--- START RECORDS SHOWN ---

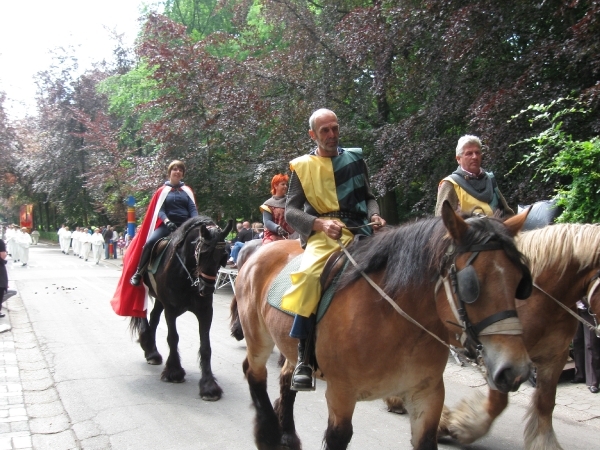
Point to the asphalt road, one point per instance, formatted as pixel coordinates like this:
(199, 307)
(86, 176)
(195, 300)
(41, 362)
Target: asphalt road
(107, 397)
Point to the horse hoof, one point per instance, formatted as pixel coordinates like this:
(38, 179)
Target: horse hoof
(154, 361)
(210, 398)
(170, 380)
(171, 376)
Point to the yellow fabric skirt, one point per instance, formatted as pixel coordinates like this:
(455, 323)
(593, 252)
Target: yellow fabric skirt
(303, 296)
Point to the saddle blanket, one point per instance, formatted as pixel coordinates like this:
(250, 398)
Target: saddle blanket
(283, 282)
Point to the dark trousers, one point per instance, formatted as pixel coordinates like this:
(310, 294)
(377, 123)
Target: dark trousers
(586, 351)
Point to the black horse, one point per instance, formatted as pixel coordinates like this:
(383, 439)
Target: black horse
(185, 281)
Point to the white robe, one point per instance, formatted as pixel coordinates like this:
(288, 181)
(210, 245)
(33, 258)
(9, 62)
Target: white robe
(86, 245)
(24, 241)
(76, 242)
(97, 245)
(65, 240)
(14, 246)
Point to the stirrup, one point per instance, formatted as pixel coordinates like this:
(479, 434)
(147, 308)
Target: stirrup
(135, 279)
(303, 378)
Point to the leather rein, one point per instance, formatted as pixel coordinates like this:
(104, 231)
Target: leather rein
(197, 251)
(504, 322)
(593, 285)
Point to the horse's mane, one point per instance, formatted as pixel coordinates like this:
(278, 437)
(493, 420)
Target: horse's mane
(558, 245)
(414, 253)
(180, 234)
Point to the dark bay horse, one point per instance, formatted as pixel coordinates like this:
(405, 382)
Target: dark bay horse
(185, 281)
(565, 264)
(365, 350)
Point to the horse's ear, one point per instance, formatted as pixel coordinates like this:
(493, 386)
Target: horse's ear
(515, 223)
(204, 232)
(228, 228)
(456, 226)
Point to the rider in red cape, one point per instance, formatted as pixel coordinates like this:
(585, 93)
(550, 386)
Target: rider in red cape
(131, 299)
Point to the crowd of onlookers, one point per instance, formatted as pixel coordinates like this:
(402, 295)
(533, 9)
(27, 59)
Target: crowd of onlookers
(245, 233)
(88, 243)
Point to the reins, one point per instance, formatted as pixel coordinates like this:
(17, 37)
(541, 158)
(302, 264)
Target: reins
(590, 292)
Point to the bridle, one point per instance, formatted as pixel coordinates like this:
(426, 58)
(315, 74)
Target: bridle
(206, 280)
(504, 322)
(462, 288)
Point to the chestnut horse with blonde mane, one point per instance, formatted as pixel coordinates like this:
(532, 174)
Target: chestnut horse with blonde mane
(565, 263)
(365, 350)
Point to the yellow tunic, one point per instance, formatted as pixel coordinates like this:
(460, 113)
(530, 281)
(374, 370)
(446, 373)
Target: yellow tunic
(467, 203)
(317, 178)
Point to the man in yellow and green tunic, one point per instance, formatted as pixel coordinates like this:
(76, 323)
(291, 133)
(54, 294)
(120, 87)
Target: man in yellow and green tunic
(469, 188)
(328, 199)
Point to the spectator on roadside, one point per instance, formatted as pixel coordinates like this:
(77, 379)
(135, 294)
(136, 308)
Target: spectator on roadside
(75, 242)
(114, 241)
(86, 244)
(35, 236)
(24, 242)
(107, 235)
(586, 352)
(121, 244)
(257, 230)
(10, 236)
(97, 242)
(245, 235)
(3, 274)
(14, 245)
(65, 240)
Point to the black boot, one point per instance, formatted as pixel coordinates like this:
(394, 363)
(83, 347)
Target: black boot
(139, 272)
(302, 378)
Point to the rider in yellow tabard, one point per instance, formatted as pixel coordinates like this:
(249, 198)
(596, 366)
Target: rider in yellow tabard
(328, 194)
(470, 188)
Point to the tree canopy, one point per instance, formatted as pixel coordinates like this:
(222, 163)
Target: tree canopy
(228, 86)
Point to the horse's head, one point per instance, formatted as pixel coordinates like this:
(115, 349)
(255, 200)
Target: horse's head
(482, 273)
(209, 253)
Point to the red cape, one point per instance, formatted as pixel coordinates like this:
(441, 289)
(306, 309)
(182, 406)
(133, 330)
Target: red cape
(130, 300)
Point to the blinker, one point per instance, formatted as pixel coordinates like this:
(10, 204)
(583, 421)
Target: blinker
(468, 284)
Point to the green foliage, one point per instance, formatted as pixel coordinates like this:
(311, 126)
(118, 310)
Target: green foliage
(573, 165)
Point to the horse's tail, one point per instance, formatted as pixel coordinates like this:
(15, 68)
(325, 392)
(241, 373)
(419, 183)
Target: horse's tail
(234, 325)
(136, 326)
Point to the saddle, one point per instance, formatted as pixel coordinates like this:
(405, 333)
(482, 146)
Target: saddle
(329, 278)
(158, 251)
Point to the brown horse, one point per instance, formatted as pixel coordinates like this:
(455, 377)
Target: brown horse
(364, 349)
(565, 262)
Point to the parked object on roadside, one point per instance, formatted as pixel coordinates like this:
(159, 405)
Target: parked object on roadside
(3, 275)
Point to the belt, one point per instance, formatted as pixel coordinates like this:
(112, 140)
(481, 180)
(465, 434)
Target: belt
(344, 215)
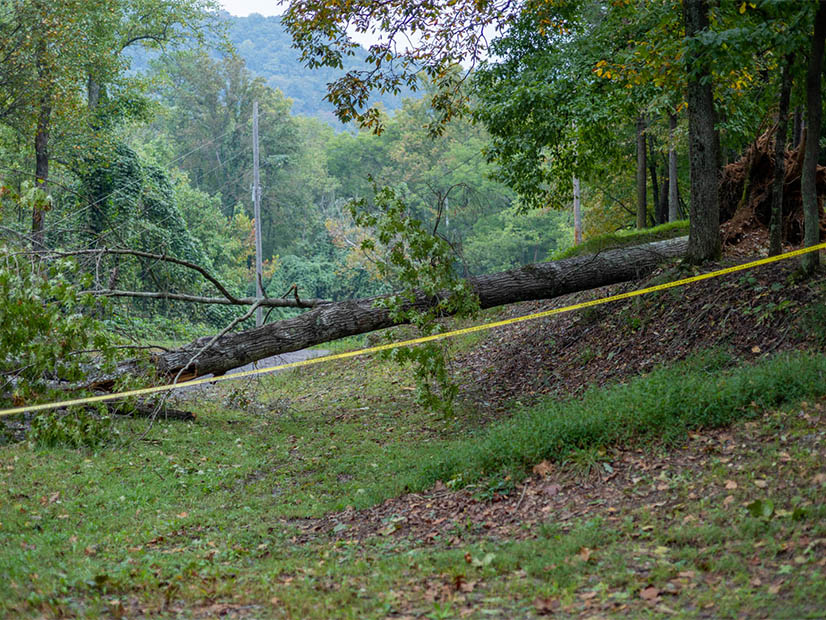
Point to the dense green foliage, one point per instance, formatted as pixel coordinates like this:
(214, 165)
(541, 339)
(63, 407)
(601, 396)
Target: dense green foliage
(626, 238)
(415, 262)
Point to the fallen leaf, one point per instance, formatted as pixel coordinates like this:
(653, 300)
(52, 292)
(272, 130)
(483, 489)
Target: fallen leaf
(545, 606)
(543, 469)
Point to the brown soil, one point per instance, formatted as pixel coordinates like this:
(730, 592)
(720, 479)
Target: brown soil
(746, 193)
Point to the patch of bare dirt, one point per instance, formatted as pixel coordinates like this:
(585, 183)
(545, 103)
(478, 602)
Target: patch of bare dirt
(750, 314)
(624, 481)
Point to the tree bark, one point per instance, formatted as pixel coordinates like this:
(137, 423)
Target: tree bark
(776, 222)
(673, 198)
(642, 207)
(348, 318)
(662, 206)
(811, 206)
(797, 131)
(655, 185)
(704, 145)
(577, 213)
(41, 172)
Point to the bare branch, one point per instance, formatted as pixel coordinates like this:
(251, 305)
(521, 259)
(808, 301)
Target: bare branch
(220, 301)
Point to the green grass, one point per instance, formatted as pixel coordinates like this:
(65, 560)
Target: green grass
(663, 406)
(201, 514)
(625, 238)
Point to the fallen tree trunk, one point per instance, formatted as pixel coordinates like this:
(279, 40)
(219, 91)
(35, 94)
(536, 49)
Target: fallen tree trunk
(348, 318)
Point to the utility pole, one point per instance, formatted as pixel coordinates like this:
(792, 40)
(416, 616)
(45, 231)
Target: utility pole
(256, 198)
(577, 213)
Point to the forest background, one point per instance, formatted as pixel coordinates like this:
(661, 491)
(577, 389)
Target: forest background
(129, 126)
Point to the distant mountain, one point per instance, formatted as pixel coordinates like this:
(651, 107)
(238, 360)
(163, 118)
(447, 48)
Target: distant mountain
(266, 47)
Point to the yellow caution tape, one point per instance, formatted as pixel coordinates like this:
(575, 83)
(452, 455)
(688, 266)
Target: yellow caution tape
(414, 341)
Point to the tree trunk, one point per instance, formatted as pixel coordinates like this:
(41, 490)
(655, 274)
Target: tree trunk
(642, 208)
(811, 207)
(662, 206)
(797, 131)
(655, 186)
(41, 155)
(704, 145)
(349, 318)
(92, 93)
(776, 222)
(673, 198)
(577, 213)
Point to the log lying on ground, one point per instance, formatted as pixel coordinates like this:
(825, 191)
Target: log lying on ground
(348, 318)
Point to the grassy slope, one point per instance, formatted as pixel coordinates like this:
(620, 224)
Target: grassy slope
(230, 515)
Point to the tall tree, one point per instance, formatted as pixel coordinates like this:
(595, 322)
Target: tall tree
(811, 205)
(776, 223)
(704, 145)
(642, 206)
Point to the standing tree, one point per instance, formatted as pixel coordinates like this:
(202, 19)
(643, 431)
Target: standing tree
(811, 206)
(704, 146)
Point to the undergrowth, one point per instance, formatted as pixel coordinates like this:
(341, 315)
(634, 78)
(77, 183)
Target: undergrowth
(662, 406)
(625, 238)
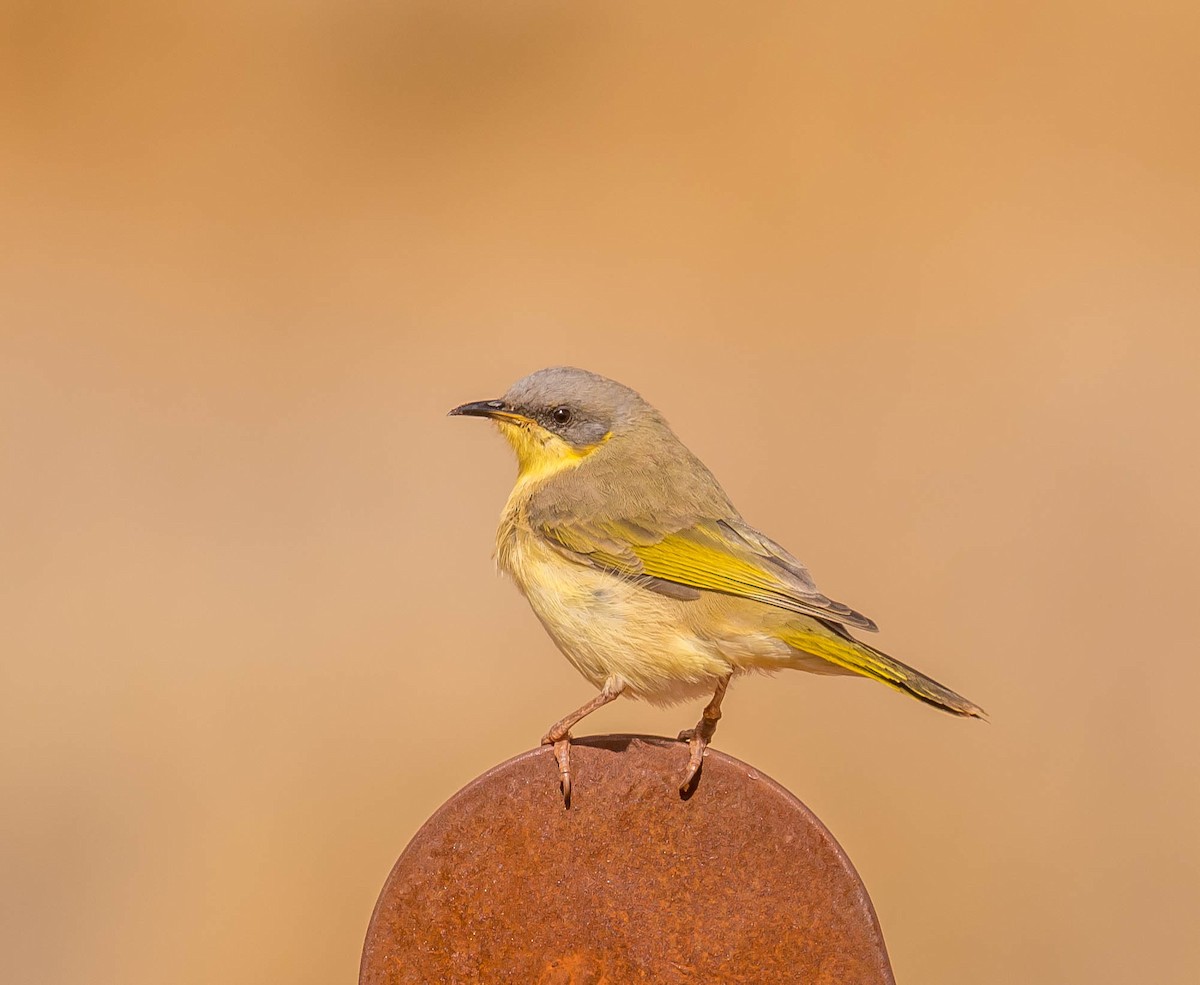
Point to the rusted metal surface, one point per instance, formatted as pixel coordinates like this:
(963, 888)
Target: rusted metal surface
(738, 883)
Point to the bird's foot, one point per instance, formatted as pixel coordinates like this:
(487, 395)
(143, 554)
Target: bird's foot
(563, 756)
(697, 743)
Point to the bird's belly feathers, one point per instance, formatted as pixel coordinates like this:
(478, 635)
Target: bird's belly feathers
(611, 626)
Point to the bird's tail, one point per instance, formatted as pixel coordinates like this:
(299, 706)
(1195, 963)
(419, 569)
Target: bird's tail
(832, 643)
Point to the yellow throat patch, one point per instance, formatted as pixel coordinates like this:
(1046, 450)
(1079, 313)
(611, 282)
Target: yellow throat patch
(541, 454)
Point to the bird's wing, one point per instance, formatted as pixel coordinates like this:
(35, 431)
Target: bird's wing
(724, 556)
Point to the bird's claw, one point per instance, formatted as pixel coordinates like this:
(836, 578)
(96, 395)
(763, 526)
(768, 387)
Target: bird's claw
(697, 743)
(563, 757)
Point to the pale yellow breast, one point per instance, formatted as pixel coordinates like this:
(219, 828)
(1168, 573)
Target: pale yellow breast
(609, 626)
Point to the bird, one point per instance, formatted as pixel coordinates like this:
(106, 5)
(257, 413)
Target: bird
(643, 572)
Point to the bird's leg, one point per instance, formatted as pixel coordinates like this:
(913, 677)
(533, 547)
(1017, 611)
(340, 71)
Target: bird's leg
(559, 734)
(697, 738)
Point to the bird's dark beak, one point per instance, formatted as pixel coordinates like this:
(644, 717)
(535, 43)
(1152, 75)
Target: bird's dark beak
(495, 409)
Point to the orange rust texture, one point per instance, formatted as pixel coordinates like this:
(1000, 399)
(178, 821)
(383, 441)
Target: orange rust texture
(739, 883)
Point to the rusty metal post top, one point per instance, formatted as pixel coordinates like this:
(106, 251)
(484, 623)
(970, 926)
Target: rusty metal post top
(738, 883)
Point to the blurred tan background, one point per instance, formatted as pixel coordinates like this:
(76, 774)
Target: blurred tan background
(919, 283)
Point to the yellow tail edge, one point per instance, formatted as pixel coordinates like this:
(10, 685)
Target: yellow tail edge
(861, 659)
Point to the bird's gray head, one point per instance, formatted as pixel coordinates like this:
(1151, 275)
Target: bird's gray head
(581, 408)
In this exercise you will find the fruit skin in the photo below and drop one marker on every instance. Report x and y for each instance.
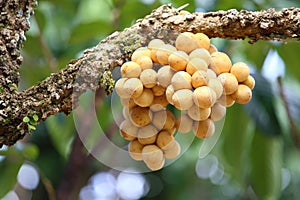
(229, 82)
(204, 129)
(204, 97)
(140, 116)
(241, 71)
(183, 99)
(135, 150)
(178, 60)
(242, 95)
(130, 70)
(221, 63)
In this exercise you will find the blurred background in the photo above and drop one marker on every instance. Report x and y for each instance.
(256, 157)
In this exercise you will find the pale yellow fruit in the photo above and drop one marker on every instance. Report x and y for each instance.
(135, 150)
(202, 40)
(164, 138)
(199, 79)
(164, 76)
(181, 80)
(169, 93)
(128, 130)
(147, 134)
(242, 95)
(153, 157)
(142, 51)
(163, 52)
(229, 83)
(250, 82)
(119, 86)
(204, 97)
(133, 88)
(145, 99)
(184, 123)
(148, 78)
(172, 150)
(196, 64)
(218, 111)
(178, 60)
(158, 90)
(216, 85)
(198, 114)
(201, 53)
(183, 99)
(130, 70)
(140, 116)
(186, 42)
(241, 71)
(204, 129)
(221, 63)
(144, 62)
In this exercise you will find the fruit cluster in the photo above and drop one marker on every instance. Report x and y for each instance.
(193, 77)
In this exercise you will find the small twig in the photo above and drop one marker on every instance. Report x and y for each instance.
(294, 133)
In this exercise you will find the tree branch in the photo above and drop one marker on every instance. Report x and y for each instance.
(61, 90)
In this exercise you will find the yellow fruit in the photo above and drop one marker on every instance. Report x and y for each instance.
(133, 88)
(163, 52)
(199, 79)
(140, 116)
(201, 53)
(164, 76)
(181, 80)
(128, 130)
(164, 138)
(196, 64)
(148, 78)
(221, 63)
(242, 95)
(142, 51)
(144, 62)
(202, 40)
(184, 123)
(204, 97)
(178, 60)
(229, 83)
(145, 99)
(147, 134)
(186, 42)
(204, 129)
(250, 82)
(198, 114)
(218, 111)
(183, 99)
(153, 157)
(135, 150)
(241, 71)
(158, 90)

--- END RECORDS SHOWN ---

THE REQUEST:
Your task is to return, exactly and on their own, the lines from the one containing "In this exercise you will find the small" through the last line of the listing.

FINAL RESULT:
In this exercise you will find the small twig in the photo above and drop one marker on every instance. Report x and y for each instance.
(294, 133)
In this exercise you will find the tree branch in the photo above and drop one marker on every instance. Report x and y for each instance.
(61, 90)
In this exercise you will find the yellow fruit in the photo above and drop one marker on every instance. Report x and y for each instance.
(133, 88)
(163, 52)
(199, 79)
(140, 116)
(201, 53)
(164, 76)
(181, 80)
(128, 130)
(164, 138)
(196, 64)
(148, 78)
(221, 63)
(242, 95)
(142, 51)
(144, 62)
(202, 40)
(184, 123)
(204, 97)
(178, 60)
(229, 83)
(145, 99)
(147, 134)
(186, 42)
(204, 129)
(250, 82)
(198, 114)
(218, 111)
(183, 99)
(153, 157)
(135, 150)
(241, 71)
(158, 90)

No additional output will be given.